(Stored dataset items)
§
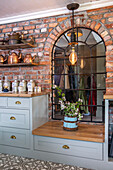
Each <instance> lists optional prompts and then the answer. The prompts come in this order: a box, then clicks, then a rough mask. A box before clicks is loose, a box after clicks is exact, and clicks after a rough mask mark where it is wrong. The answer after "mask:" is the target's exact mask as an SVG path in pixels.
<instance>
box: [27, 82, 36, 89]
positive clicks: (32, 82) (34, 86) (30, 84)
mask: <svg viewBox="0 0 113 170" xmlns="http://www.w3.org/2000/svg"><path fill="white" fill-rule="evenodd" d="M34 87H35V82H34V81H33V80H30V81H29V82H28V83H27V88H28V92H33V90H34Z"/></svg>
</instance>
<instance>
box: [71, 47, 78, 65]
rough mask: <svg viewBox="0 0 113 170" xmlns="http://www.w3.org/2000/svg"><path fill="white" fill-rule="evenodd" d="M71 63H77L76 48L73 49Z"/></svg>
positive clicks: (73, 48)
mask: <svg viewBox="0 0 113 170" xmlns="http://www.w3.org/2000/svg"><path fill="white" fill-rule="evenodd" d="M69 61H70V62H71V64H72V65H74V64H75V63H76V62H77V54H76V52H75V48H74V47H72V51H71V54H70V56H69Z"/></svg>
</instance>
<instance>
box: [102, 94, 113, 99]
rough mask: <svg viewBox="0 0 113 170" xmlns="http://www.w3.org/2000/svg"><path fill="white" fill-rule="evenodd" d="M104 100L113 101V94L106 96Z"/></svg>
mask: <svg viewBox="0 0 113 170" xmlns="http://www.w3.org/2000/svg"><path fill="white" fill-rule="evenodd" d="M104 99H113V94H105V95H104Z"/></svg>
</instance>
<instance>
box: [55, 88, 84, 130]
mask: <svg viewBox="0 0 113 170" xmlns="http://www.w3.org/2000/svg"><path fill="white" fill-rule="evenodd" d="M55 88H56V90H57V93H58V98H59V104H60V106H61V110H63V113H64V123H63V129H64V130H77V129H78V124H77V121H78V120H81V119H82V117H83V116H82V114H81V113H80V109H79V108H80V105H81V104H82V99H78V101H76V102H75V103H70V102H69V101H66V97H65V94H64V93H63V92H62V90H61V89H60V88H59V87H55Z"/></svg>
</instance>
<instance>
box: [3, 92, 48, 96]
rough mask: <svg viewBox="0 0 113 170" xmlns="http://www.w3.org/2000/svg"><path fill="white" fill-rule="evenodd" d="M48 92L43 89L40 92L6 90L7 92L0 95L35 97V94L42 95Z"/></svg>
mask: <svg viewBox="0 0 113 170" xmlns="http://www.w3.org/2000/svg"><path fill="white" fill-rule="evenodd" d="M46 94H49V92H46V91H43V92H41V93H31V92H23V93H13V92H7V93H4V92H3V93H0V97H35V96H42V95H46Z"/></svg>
§
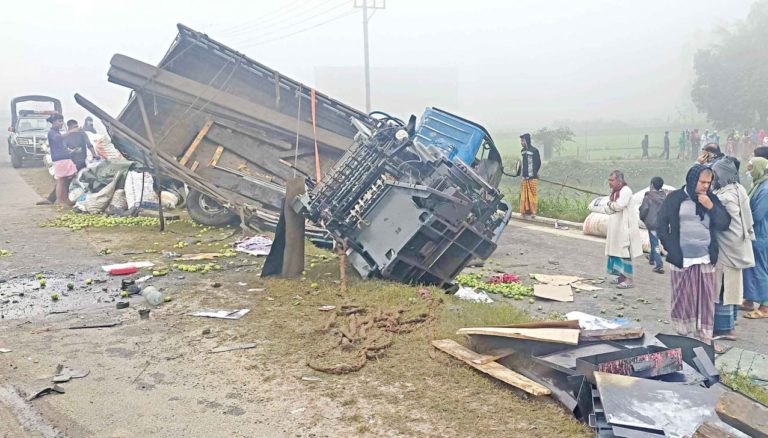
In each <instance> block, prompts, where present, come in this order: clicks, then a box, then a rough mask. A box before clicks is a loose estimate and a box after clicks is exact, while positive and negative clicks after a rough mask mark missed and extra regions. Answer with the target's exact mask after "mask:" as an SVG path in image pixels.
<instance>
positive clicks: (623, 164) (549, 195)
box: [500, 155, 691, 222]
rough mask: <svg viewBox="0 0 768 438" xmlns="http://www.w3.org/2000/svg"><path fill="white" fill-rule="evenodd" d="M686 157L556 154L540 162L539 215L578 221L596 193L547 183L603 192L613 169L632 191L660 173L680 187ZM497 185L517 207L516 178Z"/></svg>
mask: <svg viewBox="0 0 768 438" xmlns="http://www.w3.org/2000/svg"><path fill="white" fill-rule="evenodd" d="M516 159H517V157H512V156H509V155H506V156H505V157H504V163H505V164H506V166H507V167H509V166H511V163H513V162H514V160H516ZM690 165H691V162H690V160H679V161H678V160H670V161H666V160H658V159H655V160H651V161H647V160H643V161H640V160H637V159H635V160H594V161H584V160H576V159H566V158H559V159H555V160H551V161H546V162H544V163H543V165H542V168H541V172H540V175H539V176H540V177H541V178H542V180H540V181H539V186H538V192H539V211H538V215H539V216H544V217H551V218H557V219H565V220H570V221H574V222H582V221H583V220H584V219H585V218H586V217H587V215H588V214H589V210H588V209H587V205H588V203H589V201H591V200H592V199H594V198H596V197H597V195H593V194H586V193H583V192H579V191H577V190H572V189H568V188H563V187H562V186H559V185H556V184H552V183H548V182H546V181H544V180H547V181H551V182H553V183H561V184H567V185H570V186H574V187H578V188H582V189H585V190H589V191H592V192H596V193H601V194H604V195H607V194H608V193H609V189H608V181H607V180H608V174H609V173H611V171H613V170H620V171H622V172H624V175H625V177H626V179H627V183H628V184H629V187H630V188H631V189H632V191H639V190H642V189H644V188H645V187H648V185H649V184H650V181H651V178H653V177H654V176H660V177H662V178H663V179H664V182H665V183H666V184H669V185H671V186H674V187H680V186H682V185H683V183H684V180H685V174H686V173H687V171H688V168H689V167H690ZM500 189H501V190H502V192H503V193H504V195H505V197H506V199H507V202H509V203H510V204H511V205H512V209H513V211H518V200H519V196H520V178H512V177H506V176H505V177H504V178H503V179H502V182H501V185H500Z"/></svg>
§
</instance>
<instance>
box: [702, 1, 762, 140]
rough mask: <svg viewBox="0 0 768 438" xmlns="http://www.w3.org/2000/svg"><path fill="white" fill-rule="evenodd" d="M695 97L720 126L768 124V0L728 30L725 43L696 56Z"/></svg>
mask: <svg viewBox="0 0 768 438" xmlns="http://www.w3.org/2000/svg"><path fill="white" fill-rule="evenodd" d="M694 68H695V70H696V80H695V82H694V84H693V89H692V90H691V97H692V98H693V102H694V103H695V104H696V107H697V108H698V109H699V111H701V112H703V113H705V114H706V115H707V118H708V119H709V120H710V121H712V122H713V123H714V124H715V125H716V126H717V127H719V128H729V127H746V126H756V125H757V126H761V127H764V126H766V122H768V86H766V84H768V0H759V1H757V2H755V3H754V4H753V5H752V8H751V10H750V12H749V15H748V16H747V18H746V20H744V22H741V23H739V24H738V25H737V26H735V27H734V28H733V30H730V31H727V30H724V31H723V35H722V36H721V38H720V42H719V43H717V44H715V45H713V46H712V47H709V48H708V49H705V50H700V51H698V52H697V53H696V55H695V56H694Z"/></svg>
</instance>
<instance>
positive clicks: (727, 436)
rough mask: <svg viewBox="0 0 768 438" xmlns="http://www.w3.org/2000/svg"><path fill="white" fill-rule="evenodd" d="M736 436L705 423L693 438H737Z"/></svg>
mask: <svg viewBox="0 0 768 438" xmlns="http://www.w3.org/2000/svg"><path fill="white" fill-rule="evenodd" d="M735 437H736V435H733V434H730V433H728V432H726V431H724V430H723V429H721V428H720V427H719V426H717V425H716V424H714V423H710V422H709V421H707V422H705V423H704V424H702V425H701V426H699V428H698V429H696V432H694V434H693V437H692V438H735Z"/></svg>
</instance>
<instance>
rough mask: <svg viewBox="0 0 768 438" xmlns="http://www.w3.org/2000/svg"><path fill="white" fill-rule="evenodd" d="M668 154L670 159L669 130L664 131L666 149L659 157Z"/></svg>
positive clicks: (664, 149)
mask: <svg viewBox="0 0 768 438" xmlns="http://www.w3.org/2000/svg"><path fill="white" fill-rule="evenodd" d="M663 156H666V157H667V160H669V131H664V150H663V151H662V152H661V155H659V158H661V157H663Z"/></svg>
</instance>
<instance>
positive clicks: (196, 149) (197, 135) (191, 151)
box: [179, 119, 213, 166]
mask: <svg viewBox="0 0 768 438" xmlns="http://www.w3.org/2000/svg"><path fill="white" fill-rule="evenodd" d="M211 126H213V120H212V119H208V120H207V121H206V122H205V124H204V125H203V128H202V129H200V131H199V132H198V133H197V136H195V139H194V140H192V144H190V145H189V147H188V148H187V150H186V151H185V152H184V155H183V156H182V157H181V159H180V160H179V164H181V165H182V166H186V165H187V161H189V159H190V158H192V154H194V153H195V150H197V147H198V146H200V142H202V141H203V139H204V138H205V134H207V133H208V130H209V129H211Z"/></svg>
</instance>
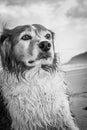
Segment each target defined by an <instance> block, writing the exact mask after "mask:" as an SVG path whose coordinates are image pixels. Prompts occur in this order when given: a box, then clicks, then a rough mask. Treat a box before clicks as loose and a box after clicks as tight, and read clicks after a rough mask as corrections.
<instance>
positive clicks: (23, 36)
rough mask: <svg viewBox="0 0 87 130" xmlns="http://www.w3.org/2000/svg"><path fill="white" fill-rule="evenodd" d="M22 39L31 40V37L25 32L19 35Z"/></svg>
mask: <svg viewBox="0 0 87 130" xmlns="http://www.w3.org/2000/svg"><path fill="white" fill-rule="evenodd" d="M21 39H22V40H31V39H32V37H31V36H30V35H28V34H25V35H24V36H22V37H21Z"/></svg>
§
> Required action: Count the lines in the stored dataset items above that contain the word "while". Reply with the number only.

> Written answer: 1